### Excerpted text
□ □ □ □ □

Celebrating year-end with books
My childhood holiday memories are a collision — gifts spreading across the living room floor, an alcohol-inspired parental fight, my mother playing Christmas carols on the piano, scarfing one too many of those powdered-sugar nut balls.
Honestly, I’m now crazed by the traditions I’ve imposed on my present. Thankfully they start with seasonal salvation when I host my wonderful book club for an evening of food, drink and a book-centered gift swap. I get more than I receive as they come bearing lush poinsettias, extra wine to last the season and best of all, book suggestions. Why best of all? I base my holiday listening on the recommendations that help me avoid the Ghost of Christmas Present.
The only negative of this party is making my house semi-presentable. This year, I shoved layers of clutter into closets and squirreled away oodles of books while listening to Jo Baker’s “Longbourn,” read by Emma Fielding (Random House, 11 CDs, 13.5 hours).

□ □ □ □ □

### Record extracts
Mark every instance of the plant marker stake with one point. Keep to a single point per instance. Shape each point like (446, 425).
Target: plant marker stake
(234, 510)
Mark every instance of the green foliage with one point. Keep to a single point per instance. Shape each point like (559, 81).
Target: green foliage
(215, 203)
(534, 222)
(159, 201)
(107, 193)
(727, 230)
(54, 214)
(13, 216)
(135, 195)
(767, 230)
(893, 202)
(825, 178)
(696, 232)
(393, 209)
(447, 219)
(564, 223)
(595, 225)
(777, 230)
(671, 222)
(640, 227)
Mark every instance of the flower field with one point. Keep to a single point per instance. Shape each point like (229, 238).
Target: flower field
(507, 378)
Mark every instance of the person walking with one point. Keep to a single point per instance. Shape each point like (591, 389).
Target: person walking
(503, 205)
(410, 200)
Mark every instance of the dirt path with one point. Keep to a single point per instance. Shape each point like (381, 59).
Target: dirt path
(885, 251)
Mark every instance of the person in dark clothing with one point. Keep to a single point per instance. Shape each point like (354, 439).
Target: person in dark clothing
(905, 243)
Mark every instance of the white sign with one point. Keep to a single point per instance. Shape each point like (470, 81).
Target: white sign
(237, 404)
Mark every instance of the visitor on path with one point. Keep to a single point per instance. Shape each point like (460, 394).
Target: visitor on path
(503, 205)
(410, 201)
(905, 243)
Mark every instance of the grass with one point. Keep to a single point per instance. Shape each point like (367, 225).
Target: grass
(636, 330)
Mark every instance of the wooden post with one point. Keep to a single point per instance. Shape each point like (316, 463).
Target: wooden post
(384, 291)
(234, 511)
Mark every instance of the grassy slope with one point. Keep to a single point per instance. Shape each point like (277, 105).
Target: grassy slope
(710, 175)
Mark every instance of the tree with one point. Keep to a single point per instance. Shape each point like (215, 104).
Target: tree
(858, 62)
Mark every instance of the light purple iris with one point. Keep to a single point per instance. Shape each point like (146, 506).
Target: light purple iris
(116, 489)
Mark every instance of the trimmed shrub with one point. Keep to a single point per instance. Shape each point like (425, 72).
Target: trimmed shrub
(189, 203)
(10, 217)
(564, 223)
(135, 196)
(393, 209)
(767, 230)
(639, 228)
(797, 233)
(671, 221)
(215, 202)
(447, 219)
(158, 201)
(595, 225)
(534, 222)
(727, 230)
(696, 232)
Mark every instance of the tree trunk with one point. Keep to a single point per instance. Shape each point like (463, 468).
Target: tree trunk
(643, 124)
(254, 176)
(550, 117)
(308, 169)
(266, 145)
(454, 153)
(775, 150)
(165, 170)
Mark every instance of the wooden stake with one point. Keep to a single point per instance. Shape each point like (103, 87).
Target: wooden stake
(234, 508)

□ □ □ □ □

### Set task 1
Quote the book-celebration text word for word, the stretch from "Celebrating year-end with" through "of Christmas Present.".
### Set task 2
In the text about celebrating year-end with books, who reads the audiobook of Jo Baker's "Longbourn"?
Rely only on the text about celebrating year-end with books.

### Answer 1
Celebrating year-end with books
My childhood holiday memories are a collision — gifts spreading across the living room floor, an alcohol-inspired parental fight, my mother playing Christmas carols on the piano, scarfing one too many of those powdered-sugar nut balls.
Honestly, I’m now crazed by the traditions I’ve imposed on my present. Thankfully they start with seasonal salvation when I host my wonderful book club for an evening of food, drink and a book-centered gift swap. I get more than I receive as they come bearing lush poinsettias, extra wine to last the season and best of all, book suggestions. Why best of all? I base my holiday listening on the recommendations that help me avoid the Ghost of Christmas Present.

### Answer 2
Emma Fielding reads it.